▸ **WORK TO COMPLETE**
Select every line in the lines below that contains the word "diamond", and copy each one out. Case counts.

▸ **RECORDED INFORMATION**

________________

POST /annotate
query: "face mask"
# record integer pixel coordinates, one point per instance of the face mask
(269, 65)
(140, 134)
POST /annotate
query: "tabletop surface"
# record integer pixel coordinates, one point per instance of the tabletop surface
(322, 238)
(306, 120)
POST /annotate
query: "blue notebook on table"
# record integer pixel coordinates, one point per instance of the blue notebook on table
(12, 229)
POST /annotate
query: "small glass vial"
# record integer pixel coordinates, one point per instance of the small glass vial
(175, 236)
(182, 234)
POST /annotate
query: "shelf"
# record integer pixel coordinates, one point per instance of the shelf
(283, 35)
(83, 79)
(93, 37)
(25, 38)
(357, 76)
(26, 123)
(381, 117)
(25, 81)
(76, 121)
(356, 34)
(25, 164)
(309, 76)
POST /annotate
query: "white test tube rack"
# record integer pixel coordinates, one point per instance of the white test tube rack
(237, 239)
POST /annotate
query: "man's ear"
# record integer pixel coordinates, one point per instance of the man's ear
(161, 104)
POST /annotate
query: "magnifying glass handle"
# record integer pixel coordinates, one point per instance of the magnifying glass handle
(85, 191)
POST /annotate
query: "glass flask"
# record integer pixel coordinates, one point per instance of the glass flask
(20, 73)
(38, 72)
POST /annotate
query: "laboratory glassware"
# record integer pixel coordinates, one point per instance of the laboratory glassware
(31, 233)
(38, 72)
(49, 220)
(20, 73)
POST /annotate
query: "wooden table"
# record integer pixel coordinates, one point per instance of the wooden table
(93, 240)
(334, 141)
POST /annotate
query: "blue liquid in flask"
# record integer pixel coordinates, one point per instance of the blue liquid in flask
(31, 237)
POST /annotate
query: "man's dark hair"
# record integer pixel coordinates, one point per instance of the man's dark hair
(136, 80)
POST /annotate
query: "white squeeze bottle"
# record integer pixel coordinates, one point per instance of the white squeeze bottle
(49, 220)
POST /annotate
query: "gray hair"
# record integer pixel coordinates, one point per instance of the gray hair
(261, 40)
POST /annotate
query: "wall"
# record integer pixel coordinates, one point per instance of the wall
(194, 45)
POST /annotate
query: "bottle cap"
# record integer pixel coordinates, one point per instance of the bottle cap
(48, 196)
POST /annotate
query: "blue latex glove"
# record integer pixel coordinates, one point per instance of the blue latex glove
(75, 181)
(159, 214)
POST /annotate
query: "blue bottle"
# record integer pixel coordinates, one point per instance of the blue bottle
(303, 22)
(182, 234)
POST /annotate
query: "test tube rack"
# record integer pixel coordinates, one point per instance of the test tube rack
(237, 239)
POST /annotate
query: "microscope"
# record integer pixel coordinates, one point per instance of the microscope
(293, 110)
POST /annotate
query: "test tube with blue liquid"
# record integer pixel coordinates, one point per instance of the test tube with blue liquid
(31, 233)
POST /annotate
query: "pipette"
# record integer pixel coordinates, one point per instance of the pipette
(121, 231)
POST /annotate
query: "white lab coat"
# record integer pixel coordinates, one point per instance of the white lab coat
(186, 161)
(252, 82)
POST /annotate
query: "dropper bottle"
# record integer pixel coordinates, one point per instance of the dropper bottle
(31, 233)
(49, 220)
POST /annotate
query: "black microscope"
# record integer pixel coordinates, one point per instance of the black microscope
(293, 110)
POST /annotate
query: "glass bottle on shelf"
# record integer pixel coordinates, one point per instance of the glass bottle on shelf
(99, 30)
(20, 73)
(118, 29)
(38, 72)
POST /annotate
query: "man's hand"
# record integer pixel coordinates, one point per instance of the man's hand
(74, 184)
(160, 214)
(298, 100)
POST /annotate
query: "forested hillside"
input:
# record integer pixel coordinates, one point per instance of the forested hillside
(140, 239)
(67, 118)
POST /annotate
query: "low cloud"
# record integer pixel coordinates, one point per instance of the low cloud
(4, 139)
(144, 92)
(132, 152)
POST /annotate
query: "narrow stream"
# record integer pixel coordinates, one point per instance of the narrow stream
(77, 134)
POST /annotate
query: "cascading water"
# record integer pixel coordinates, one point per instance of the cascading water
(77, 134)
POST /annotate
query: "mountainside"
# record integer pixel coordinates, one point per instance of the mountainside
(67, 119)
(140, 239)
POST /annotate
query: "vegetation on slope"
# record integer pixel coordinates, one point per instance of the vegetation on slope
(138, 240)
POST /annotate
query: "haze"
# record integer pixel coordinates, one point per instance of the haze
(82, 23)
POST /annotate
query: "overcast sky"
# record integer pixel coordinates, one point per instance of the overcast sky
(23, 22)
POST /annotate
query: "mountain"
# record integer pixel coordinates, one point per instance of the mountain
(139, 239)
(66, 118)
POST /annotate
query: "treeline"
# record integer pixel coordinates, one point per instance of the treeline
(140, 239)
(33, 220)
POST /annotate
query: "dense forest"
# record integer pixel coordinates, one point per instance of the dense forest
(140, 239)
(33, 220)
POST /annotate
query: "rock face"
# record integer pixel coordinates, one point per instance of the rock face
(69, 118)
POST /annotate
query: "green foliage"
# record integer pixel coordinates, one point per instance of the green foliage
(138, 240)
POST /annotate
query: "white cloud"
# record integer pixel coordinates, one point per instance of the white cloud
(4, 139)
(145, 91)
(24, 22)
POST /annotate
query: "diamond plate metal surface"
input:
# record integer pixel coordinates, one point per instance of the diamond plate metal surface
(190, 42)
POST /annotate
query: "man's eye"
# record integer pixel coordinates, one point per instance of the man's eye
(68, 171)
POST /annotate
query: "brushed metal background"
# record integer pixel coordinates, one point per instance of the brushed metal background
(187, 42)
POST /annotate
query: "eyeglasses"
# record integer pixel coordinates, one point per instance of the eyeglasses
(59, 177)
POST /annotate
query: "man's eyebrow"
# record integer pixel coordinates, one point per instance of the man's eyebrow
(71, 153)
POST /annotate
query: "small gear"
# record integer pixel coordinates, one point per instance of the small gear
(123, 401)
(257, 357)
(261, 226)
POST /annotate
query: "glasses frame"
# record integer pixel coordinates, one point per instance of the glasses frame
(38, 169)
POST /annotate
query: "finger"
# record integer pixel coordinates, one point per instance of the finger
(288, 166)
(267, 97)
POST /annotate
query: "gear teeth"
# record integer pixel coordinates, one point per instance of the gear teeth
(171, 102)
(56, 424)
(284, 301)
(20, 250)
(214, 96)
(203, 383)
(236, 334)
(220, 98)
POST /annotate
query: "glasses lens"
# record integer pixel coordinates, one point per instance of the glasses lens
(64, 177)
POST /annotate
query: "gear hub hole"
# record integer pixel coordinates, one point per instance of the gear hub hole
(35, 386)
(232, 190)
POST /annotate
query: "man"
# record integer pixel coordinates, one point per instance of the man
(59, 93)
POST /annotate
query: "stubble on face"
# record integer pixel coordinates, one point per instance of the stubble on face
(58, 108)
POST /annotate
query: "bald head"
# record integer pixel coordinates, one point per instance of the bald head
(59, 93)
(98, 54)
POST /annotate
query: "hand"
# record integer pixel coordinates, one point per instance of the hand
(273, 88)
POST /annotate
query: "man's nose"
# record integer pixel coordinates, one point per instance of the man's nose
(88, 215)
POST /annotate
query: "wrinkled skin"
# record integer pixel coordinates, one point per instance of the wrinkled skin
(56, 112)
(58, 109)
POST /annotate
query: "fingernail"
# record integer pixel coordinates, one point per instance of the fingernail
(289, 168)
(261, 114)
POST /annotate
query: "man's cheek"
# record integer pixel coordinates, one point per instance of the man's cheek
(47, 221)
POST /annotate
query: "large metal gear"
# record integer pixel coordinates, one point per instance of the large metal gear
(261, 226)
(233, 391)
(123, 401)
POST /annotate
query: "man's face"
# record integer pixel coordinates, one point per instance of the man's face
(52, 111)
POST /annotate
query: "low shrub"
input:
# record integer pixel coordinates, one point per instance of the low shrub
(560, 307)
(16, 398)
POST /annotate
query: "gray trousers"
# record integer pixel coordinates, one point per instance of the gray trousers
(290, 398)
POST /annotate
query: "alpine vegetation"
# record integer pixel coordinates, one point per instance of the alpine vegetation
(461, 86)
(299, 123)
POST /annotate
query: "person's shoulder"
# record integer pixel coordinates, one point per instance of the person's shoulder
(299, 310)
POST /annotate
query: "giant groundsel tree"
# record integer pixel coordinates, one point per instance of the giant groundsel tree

________________

▸ **ANSWER BELOW**
query: "diamond plate metal surface"
# record integer pixel coordinates, one point per instance of the diamond plate metal surface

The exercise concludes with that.